Texte d'étude >>
Direction la Cour Khorsabad, où patientent les vestiges millénaires du puissant empire assyrien… et Queensy. Exit la quiétude de la Cour Marly et les postures méditatives : la co-fondatrice du groupe BLAZIN’ est là pour nous initier au dance-hall, une danse afro-caribéenne originaire de Jamaïque dont elle est une des références en Europe. De quoi déverrouiller les hanches les plus récalcitrantes. Et surprendre le public. 

« J’ai très vite eu l’idée de proposer un parcours en tenant compte de ce que m’inspiraient les lieux. Chaque salle choisie dégage une énergie particulière, très identifiable, par conséquent trouver quelle discipline et quel art y associer s’est avéré assez évident. », justifie Mehdi Kerkouche. Et force est de constater que le dialogue entre la dance-hall - « une dans très ancrée, très terrienne » comme la décrit notre professeure - et l’énergie moyenne-orientale de la salle fait rapidement des adeptes. Lesquels, au bout d’un quart d’heure, commencent à éprouver la résistance de leurs cuisses. Ils ne sont pas au bout de leur peine.

Protéger Lutèce contre les assauts ennemis

Notre capitaine du jour, la danseuse Fanny Colliard, avait prévenu son groupe avant de le guider dans ce parcours sportif : « Vous allez vivre une expérience unique, mais vous allez transpirer. » Promesse tenue dans les espaces du Louvre médiéval, reliés au pas de course après les derniers déhanchements de la cour Khorsabad. Les lieux réunissent les vestiges du château fort construit par Philippe-Auguste pour défendre Paris ? Qu’à cela ne tienne : nous voilà transformés en vaillants soldats s’entraînant pour protéger Lutèce contre les assauts ennemis. 

Ni combats à l’épée, ni adjudant vociférant n’attendent les apprentis guerriers. Mais cela n’empêche pas Léo Bordessoule, un coach sportif sorti tout droit d’un atelier de sculpture antique, de nous livrer – à haute intensité – sa vision très personnelle du Moyen-Age. Se rappelant sans doute que la torture était en vogue à l’époque, le fondateur de la salle parisienne de coaching « Onmind » veille à la bonne exécution des fentes, des jumping jack, des squats, et autres exercices musculaires enchaînés à un rythme soutenu. Maudit par certains, le chronomètre délivre finalement les corps après une dernière montée d’escaliers. Rompez.

Consigne 1 >>
Répondez aux questions suivantes sur le texte consacré au parcours sportif au Louvre :
(a) De quel pays la dance-hall est-elle originaire ?
(b) Qui a fait construire le château fort dont les vestiges se trouvent dans le Louvre médiéval ?
(c) Quel est le nom de la salle parisienne de coaching fondée par Léo Bordessoule ?
Consigne 2 >>
Rédigez la suite du texte sur le parcours sportif au Louvre, en reprenant après « Rompez. »
Les lignes qui viennent ensuite forment un matériau distinct du texte.

Lignes présentées >>
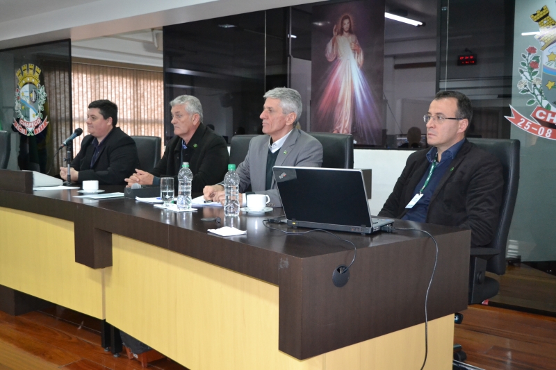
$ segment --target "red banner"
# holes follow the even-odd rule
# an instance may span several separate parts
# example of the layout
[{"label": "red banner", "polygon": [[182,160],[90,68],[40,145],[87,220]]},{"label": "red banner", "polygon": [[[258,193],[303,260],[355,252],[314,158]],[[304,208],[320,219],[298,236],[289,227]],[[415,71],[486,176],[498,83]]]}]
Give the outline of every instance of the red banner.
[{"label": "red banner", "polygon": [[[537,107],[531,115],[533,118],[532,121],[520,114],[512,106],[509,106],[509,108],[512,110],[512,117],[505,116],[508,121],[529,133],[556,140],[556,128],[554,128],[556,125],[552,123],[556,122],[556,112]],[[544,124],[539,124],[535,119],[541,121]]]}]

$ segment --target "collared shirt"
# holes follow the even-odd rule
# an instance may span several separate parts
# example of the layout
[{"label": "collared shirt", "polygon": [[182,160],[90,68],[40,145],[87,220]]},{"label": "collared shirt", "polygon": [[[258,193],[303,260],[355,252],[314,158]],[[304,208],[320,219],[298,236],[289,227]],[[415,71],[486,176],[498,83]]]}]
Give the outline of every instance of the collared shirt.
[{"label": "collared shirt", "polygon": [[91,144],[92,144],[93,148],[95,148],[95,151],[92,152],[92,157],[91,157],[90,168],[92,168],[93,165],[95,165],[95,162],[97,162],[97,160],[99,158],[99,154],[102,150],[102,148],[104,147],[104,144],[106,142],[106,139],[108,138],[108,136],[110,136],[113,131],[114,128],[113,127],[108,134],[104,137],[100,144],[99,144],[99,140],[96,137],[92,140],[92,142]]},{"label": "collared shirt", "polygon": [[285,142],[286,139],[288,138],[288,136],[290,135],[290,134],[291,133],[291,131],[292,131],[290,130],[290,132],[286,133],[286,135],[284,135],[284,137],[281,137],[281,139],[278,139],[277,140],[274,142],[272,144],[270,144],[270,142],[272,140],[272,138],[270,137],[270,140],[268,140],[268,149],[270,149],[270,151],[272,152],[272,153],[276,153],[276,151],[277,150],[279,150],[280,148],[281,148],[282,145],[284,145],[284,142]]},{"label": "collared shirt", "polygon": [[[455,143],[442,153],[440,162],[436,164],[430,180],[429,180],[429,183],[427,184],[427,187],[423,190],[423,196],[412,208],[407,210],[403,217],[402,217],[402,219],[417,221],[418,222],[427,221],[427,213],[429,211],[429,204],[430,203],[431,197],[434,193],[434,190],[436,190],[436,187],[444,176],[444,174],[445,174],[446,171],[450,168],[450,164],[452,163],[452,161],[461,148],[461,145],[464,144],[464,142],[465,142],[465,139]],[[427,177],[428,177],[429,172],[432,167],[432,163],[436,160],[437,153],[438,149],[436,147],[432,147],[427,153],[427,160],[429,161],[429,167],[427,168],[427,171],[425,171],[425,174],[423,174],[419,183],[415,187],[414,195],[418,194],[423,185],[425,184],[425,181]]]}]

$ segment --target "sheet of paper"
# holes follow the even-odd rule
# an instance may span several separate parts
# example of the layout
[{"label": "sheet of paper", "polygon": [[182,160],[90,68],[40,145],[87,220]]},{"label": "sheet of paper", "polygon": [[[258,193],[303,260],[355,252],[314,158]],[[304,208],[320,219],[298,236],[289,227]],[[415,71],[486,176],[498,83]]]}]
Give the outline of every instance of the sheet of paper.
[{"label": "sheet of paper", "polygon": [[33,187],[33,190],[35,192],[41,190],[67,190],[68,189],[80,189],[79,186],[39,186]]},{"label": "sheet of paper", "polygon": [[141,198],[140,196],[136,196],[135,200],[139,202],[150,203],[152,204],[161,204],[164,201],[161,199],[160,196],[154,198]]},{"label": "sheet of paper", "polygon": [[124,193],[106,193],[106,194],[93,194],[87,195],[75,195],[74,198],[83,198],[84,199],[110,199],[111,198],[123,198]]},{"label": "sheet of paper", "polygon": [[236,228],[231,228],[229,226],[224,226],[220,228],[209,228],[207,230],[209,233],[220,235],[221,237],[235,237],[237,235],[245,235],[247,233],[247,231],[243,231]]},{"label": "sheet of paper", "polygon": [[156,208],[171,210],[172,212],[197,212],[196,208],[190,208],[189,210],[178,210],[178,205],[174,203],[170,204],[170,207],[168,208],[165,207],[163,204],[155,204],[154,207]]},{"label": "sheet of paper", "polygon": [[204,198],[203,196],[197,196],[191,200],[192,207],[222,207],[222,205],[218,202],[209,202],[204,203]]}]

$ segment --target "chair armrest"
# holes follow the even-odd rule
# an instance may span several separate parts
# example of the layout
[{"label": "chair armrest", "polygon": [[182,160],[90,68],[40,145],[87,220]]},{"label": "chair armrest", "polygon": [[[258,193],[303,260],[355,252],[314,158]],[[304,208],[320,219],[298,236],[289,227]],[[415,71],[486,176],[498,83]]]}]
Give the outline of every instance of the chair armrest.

Résultat 1 >>
(a) De la Jamaïque.
(b) Philippe-Auguste.
(c) « Onmind ».

Résultat 2 >>
François Ier et Feu! Chatterton

L’ambiance change du tout au tout quelques minutes plus tard, à notre arrivée dans la salle des Cariatides. Si, au fil de l’histoire, l’espace a endossé plusieurs fonctions, il en est une qui a particulièrement inspiré Mehdi Kerkouche pour son quatrième et dernier atelier. « A l’origine, elle servait de salle de bal sous François Ier. Y proposer de la danse était donc une évidence. » Et pas n’importe laquelle serait-on tenté d’ajouter. Le danseur et chorégraphe Salim Bagayako propose en effet à ses élèves d’un jour de s’initier aux joies du disco. En dix minutes à peine, celui qui a notamment dansé pour la chanteuse Mariah Carey réussit le tour de force de leur faire assimiler une poignée d’éléments chorégraphiques qui auraient fait merveille au Studio 54. Le tout devant des chefs-d’oeuvre de la sculpture antique grecque. 

Cette ultime association des corps en mouvement et de la beauté marmoréenne sera aussi la dernière du parcours. Un itinéraire bis s’inscrivant dans une logique d’appropriation du musée que Luc Bouniol-Laffont et ses équipes veulent continuer d’élargir. « Le Louvre est un lieu inspirant, et tous les artistes y ont leur place, précise-t-il. Que ce soit Mehdi Kerkouche, ou plus récemment le groupe Feu! Chatterton et le chef d’orchestre Klaus Mäkelä, tous posent un certain regard sur le musée, ses collections, ou ses expositions. Et c’est cette singularité que l’on recherche. Par ailleurs, cette approche nous permet d’aller à la rencontre de publics différents, qui ne viennent peut-être plus au Louvre ou qui ne l’ont pas encore découvert. Avec des événements comme celui que nous organisons avec Mehdi, nous ouvrons en grand les portes du musée. » Et les chakras de ses visiteurs.